**Excerpted passage**.
◇ ◇ ◇
You could consider various legal frameworks or tax codes the same way.
What does “explainable” mean to these systems? A human can give an account of every decision junction, yet the total system is entirely inscrutable and not understandable, and has been for decades.
Turning this around on ML systems is just disingenuous, because there is no single notion of “explainable” — it’s some arbitrary political standard that applies selectively based on who can argue to be in control of what.
These sorts of problems are mostly difficult precisely because we don't know the risk/reward tradeoff.
For example, in the prison system you need to evaluate the risk of recidivism. How exactly do you evaluate the tradeoff between releasing someone who is potentially violent vs. keeping someone potentially reformed behind bars? You'd need to weigh the dollar value of keeping them imprisoned and the personal harm to them and the rest of the prison population when they're imprisoned against the potential harm to anyone else if they're released... plus many other factors that I'm sure I've overlooked.
Anyone who tries to bake those tradeoffs into a "rational Bayesian agent model" will fail.
You're trying to describe the world in terms of game theory, but we live in a world where we usually don't know the risks, or the payoffs, or the rules of the game.
◇ ◇ ◇
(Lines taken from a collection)
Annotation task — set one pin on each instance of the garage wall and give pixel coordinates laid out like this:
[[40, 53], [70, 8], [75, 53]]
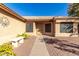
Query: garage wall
[[9, 32]]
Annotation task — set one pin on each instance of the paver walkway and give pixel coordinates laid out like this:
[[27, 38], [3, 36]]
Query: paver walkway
[[39, 48]]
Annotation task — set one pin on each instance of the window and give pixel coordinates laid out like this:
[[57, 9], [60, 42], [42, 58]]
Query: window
[[29, 27], [66, 27], [48, 27]]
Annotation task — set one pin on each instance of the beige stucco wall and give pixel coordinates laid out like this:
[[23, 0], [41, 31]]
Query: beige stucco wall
[[15, 27], [57, 28]]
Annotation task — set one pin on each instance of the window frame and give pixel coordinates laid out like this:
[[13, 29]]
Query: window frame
[[66, 23]]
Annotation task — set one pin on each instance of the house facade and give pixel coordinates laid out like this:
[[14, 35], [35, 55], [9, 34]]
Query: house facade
[[11, 24], [60, 26]]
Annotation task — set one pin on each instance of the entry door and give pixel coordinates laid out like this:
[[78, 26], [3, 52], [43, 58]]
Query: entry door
[[78, 28]]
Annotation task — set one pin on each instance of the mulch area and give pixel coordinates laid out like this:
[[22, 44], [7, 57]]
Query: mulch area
[[25, 48], [65, 46]]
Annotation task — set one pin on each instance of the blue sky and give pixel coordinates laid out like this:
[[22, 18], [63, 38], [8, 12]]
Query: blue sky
[[39, 9]]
◇ ◇ ◇
**Required action 1**. In the thread on explainability and risk, what has to be evaluated in the prison system?
**Required action 2**. Extend the thread on explainability and risk, picking up after its final sentence.
None of these lines have any bearing on the work here.

**Exercise output 1**. The risk of recidivism.

**Exercise output 2**.
If you don’t know this trade-off, then you don’t have a decision problem.
Basically what you’re saying here doesn’t add up at all. Issues where an ML model is used but people want more “explainability” are places where we absolutely do know the risk / reward characteristics, and we’re specifically trying to measure more of the relationship between the internals of the decision process and those components of the risk / reward characteristics (for purposes of political arguments over who controls the process, dressed up as if they are scientific inquiry instead of politics).
If you did not even know what objective you are pursuing at all, you would not be using an ML model, and likely could not even identify what type of decision process you even need yet.
Let me clarify what I mean.
In the cases I've worked with professionally (finance, autonomous driving), no-one gives you a reward function. You have a rough idea of the outcome you want, and you fiddle around with reward functions until your algirithm kinda-sorta delivers the outcomes you knew you wanted in the first place.
In this sense, the OP gets it precisely backwards. OP wants some sort of hyper-rational Bayesian model that optimises outcomes based on the one true loss function.
There is no correct reward function, and objective functions in general tend to be far too simple to capture the nuance one encounters in the real world.
> If you did not even know what objective you are pursuing at all, you would not be using an ML model...
It's not that you don't know at all, but you should be very clear that your objective is a fudge that probably doesn't capture what you really want. Maths is clean: the real world is messy.
So who's held responsible in this case? "Nobody" will not be an acceptable answer forever.
My overall point is that “explainability” is inherently subjective & situation-specific and whether a decision process “is explainable” has virtually nothing to do with the concept substrate it is made out of (e.g. “machine learning models” or “military chain of command” or “company policy” or “legal precedent” and so on...).
It’s about who successfully argues for control, nothing more.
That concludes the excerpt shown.